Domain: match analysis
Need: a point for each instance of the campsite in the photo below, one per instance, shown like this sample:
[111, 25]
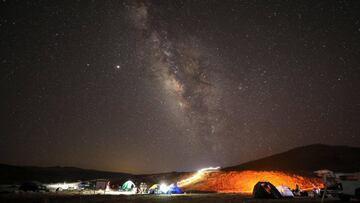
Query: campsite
[211, 184]
[179, 101]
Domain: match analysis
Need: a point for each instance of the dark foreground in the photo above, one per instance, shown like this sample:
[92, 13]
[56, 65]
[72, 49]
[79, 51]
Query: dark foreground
[222, 198]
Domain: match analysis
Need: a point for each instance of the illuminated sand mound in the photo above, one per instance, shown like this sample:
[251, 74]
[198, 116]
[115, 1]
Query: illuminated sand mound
[243, 181]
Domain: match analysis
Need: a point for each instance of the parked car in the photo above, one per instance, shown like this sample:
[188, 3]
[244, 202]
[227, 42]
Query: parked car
[33, 187]
[349, 186]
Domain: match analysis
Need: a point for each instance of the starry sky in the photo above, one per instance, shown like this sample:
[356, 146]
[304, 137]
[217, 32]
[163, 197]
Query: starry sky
[155, 86]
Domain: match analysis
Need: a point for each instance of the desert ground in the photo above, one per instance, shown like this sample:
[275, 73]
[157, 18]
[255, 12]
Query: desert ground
[222, 198]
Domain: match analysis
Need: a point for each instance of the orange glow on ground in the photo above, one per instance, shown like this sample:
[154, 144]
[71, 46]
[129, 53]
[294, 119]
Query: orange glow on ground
[244, 181]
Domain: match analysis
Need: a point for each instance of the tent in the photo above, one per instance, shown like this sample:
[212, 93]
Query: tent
[154, 189]
[285, 191]
[266, 190]
[128, 185]
[174, 189]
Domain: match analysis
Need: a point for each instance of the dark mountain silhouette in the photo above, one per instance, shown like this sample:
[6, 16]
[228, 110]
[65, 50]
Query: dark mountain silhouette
[308, 159]
[301, 160]
[18, 174]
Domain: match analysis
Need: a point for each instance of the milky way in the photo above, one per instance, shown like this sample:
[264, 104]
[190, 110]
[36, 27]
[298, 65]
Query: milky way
[187, 77]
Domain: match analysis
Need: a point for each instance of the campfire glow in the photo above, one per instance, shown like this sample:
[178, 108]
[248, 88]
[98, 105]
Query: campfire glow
[244, 181]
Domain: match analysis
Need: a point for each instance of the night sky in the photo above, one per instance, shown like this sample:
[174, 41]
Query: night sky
[155, 86]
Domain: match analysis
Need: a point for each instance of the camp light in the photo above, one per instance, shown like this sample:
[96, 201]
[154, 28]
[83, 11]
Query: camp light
[164, 188]
[197, 175]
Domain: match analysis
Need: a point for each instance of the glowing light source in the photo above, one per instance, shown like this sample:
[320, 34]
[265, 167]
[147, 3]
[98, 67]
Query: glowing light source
[199, 174]
[164, 188]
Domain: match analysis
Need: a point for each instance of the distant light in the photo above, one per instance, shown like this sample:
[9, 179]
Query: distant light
[198, 175]
[164, 188]
[209, 169]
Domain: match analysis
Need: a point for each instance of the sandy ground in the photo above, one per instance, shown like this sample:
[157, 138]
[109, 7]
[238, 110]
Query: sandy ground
[222, 198]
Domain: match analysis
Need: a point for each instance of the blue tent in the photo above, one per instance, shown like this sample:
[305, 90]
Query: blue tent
[174, 189]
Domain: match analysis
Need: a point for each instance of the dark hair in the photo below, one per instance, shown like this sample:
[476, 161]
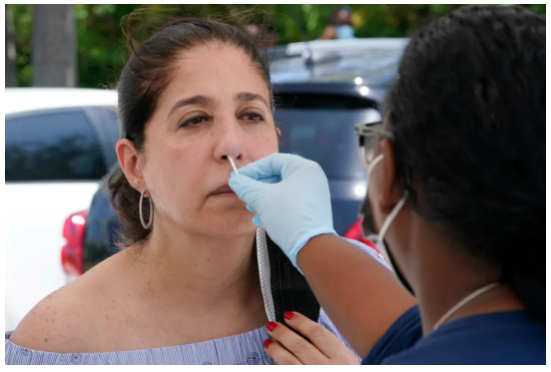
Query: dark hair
[143, 79]
[468, 115]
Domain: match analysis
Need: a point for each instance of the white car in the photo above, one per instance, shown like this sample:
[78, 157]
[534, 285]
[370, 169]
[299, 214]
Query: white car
[59, 143]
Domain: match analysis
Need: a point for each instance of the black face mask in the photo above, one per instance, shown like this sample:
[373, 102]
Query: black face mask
[368, 229]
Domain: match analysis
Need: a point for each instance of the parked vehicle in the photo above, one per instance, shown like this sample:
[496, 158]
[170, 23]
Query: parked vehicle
[322, 90]
[59, 143]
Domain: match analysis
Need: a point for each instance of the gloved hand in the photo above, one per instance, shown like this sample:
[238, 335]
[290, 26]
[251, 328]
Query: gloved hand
[291, 196]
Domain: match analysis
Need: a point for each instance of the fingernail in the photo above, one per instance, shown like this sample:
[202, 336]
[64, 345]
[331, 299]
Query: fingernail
[271, 326]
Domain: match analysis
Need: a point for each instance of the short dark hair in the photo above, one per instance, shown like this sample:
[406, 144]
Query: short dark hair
[468, 115]
[144, 78]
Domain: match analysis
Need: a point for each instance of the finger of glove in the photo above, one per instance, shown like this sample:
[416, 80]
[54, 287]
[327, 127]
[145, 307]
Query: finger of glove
[257, 222]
⁂
Set task: Gather every line in the entries above that contains the word "vehicle". Case counts.

Reply to the task:
Need: a point for each instance of the parked vehicle in the photo above, one per instance, shown like this sample:
Query: parked vehicle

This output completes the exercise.